* **TEXT EXCERPT**
Thursday, 28 December 2017

Quarter Final Preview Megapost

72 men entered, 8 remain





Let's first talk about the lines. The bookies have the Lewis and Taylor matches as flips, Cross as around a 75/25 favourite, and van Gerwen as a 85/15 favourite more or less. If we've learned anything from this tournament it's that we should take nothing for granted, so how shall we go about analysing these games?

We'll kick off at the start with the van Gerwen/van Barnveld match, which with no disrespect meant to anyone else left in at this stage, is one of the two games that will create the most interest. They've met twice before in world championships - van Gerwen put Barney out in the semi final last year 6-2, in a game where both were playing very well and one where commentators that don't grasp that averages are positively correlated will have gone "Barney's averaging some big number and he's getting destroyed". However, two years previously, Raymond pulled off a big upset in a 4-3 victory at the last sixteen stage resulting in a level series at this level. This game is right in between the two in terms of length, and they've got a big history of games to draw upon - 50 previous meetings per dartsdatabase with Michael holding a 31-18-1 lead, although once van Gerwen started getting it, it's been a bit more one sided - following Barney's win in the Grand Slam final in 2012, van Gerwen's had a 27-9-1 clip - half of Barney's wins were when van Gerwen was still a kid, he had an eight game losing streak but that was over five calendar years.

* **RAW DATA**
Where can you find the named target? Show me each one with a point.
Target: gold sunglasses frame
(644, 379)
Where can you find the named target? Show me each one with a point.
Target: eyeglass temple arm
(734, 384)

* **SHORT EXERCISE A**
In the darts preview, what was the score when van Gerwen beat Barney in last year's semi final?
* **SHORT EXERCISE B**
Return the darts preview text from "72 men entered, 8" up to and including "analysing these games?", copied word for word.
The records were taken from a separate source.

* **TASK SOLUTION A**
6-2

* **TASK SOLUTION B**
72 men entered, 8 remain





Let's first talk about the lines. The bookies have the Lewis and Taylor matches as flips, Cross as around a 75/25 favourite, and van Gerwen as a 85/15 favourite more or less. If we've learned anything from this tournament it's that we should take nothing for granted, so how shall we go about analysing these games?